MATERIAL SUPPLIED:

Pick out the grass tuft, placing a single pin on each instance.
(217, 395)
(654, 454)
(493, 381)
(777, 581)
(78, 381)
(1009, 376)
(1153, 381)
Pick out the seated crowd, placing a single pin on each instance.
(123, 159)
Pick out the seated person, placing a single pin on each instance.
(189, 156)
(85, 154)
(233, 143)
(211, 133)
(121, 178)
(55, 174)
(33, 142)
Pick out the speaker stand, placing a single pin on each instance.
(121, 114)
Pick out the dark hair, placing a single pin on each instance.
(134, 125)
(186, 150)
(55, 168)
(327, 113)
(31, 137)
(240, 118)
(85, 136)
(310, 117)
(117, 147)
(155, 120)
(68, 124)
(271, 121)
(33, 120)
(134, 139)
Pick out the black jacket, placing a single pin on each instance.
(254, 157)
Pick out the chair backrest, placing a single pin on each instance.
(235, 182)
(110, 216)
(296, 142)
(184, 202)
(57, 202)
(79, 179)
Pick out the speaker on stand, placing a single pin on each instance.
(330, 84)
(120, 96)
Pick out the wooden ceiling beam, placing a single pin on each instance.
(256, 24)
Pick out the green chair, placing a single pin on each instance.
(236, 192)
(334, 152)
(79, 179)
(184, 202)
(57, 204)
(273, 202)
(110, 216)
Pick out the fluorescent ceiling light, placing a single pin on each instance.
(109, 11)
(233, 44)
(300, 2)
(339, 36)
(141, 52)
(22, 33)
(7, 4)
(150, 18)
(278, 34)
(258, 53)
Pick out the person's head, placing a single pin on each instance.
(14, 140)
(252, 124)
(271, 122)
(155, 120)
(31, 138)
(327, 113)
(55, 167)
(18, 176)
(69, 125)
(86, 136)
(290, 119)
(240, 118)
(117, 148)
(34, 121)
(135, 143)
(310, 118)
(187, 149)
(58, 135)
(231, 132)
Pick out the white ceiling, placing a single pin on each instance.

WHAT YOU NEED TO DO: Restate the material word for word.

RESPONSE TO THIS EXERCISE:
Pick out the grass tuft, placing a single pin on each instance.
(217, 395)
(654, 454)
(493, 381)
(777, 581)
(78, 381)
(1009, 376)
(1153, 381)
Pick out the seated crowd, placing a single pin on each instance.
(123, 159)
Pick out the seated person, placing a single pin on each instance.
(189, 156)
(85, 154)
(233, 143)
(211, 133)
(121, 178)
(55, 174)
(33, 142)
Pick out the speaker stand, placing a single pin on each instance.
(121, 114)
Pick out the dark hair, placing a single pin on each instance.
(134, 125)
(186, 150)
(55, 168)
(327, 113)
(31, 137)
(240, 118)
(85, 136)
(310, 117)
(117, 147)
(155, 120)
(68, 124)
(271, 121)
(33, 120)
(134, 139)
Pick out the black jacket, placing a single pin on each instance.
(254, 157)
Pick out the chair backrest, placing a single pin on each instance.
(235, 182)
(110, 216)
(296, 142)
(184, 202)
(57, 202)
(79, 179)
Pick out the speaker on stand, placing a single pin on each instance.
(330, 84)
(120, 96)
Pick out the wooden ceiling beam, placing a single pin on each instance.
(256, 24)
Pick out the green chair, placing a single pin on each instance.
(236, 192)
(334, 152)
(79, 179)
(184, 202)
(57, 204)
(273, 202)
(110, 216)
Pick out the fluorescent ceiling light, placing a single pin on each instance.
(109, 11)
(233, 44)
(300, 2)
(339, 36)
(141, 52)
(22, 33)
(7, 4)
(150, 18)
(278, 34)
(258, 53)
Pick out the person's head, placing a single pin on each instance.
(14, 140)
(252, 124)
(271, 122)
(155, 120)
(31, 138)
(327, 113)
(55, 167)
(18, 176)
(69, 125)
(86, 136)
(290, 119)
(240, 118)
(117, 148)
(34, 121)
(135, 143)
(310, 118)
(187, 149)
(58, 135)
(231, 132)
Pick out the white ceiling, placing a single pin on each instance.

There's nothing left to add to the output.